§ **Your goal**: Resume the passage about the vehicle's inflatable curtain, starting right after its last sentence.

§ **Passage shown**:
════════════════════

The vehicle 12 includes a sensor mechanism 80 (shown schematically in FIGS. 1 and 2) for sensing the occurrence of an event for which occupant protection is desired, such as a side impact to the vehicle 12 and/or a vehicle rollover. Upon sensing the occurrence of such an event, the sensor mechanism 80 provides an electrical signal over lead wires 82 to the inflator 24. The electrical signal causes the inflator 24 to be actuated in a known manner. The inflator 24 discharges fluid under pressure through fill tube 22, which directs the fluid into the inflatable curtain 14.

The inflatable curtain 14 inflates under the pressure of the inflation fluid from the inflator 24. The inflatable curtain 14 inflates away from the roof 18 in a downward direction as shown in the drawings and in a downward direction with respect to the direction of forward travel of the vehicle 12 into the position illustrated in FIG. 2.

The inflatable curtain 14, when inflated, extends along the side structure 16 of the vehicle 12 and is positioned between the side structure and any occupant of the vehicle. The inflatable curtain 14 extends between the A pillar 30 and the C pillar 34 of the vehicle 12 and may overlie portions of the A pillar, C pillar, and the B pillar 32 of the vehicle. The front and rear portions 64 and 66 meet each other at a location adjacent or near the B pillar 32 of the vehicle 12. The front portion 64 of the inflatable curtain 14 extends from adjacent or near the B pillar 32 to the front edge 70, adjacent or near the A pillar 30. The rear portion 66 of the inflatable curtain 14 extends from adjacent or near the B pillar 32 to the rear edge 72, adjacent or near the C pillar 34. The extents of the front and rear portions 64 and 66 could vary, depending on factors such as the architecture of the vehicle 12 and the desired vehicle coverage.

════════════════════

§ **Information given**:
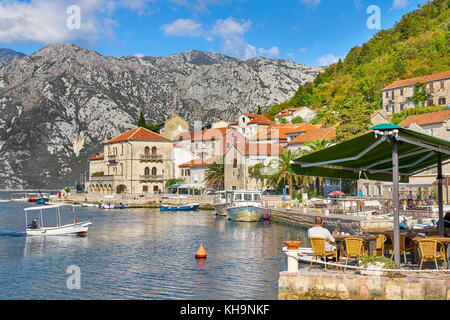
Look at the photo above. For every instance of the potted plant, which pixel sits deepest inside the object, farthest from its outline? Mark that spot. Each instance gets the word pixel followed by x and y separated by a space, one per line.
pixel 379 265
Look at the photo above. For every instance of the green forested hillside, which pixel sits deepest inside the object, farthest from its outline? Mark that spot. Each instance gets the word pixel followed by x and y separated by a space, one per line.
pixel 419 44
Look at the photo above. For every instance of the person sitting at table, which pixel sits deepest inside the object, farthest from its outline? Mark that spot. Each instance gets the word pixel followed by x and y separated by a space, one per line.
pixel 318 231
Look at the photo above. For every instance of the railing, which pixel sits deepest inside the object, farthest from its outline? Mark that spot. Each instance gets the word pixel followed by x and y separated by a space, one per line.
pixel 103 177
pixel 151 177
pixel 151 157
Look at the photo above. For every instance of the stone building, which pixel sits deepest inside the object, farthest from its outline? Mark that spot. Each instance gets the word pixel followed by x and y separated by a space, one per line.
pixel 241 157
pixel 397 95
pixel 136 162
pixel 303 112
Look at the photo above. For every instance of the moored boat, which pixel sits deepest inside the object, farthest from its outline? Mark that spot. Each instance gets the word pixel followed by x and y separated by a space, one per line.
pixel 247 206
pixel 187 207
pixel 38 229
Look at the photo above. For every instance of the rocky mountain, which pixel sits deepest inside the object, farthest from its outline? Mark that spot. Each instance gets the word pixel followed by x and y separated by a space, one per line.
pixel 6 55
pixel 59 104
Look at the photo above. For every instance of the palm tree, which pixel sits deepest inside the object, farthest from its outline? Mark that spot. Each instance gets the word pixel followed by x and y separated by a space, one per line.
pixel 256 172
pixel 318 145
pixel 215 175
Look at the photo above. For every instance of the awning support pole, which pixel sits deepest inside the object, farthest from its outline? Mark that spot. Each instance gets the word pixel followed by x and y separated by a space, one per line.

════════════════════

§ **Task result**:
The inflatable curtain 14, when inflated, helps to protect a vehicle occupant in the event of a vehicle rollover and/or a side impact to the vehicle 12. The inflatable curtain 14, when inflated, helps to absorb the energy of impacts with the curtain and helps to distribute the impact energy over a large area of the curtain.

According to the present invention, the inflatable curtain 14 has a stepped configuration in which the front and rear portions 64 and 66 of the curtain have different vertical heights. More specifically, in the embodiment of FIGS. 1 and 2, the front portion 64 has a vertical height that is greater than the vertical height of the rear portion 66.

By “vertical height,” it is meant to describe the height of the front and rear portions 64 and 66 as measured vertically in FIGS. 2 and 3. Referring to FIGS. 2 and 3, it will be appreciated that the differential between the vertical heights of the front and rear portions 64 and 66 is effectuated through the stepped configuration of the lower edge 62 of the curtain 14. These different vertical heights may be quantified in reference to a longitudinal axis 104 (FIG. 3) of the inflatable curtain 14.

When the inflatable curtain 14 is in the non-inflated and flattened condition of FIG. 3, the vertical height of the front portion 64 of the curtain may be quantified as a first distance, indicated at D1, from the axis 104 to the front portion 100 of the lower edge 62. The vertical height of the rear portion 66 of the curtain may be quantified as a second distance, indicated at D2, from the axis 104 to the rear portion 102 of the lower edge 62. The difference in these first and second distances D1 and D2 thus equals the difference in vertical height between the front and front and rear portions 64 and 66 of the inflatable curtain 14. The difference in vertical height between the front and rear portions 64 and 66 may vary. For example, the difference in vertical height between the front and rear portions 64 and 66 may be 15% or more.

In the configuration of FIG. 3, the vertical heights of the front and rear portions 64 and 66 could be measured between the upper and lower edges 60 and 62, since the upper and lower edges extend generally parallel to each other. Those skilled in the art, however, will appreciate that the upper and lower edges 60 and 62 may not be parallel. In this instance, measurement of the vertical heights from the axis 104 still yields an accurate depiction of the difference in vertical heights of the front and rear portions 60 and 62.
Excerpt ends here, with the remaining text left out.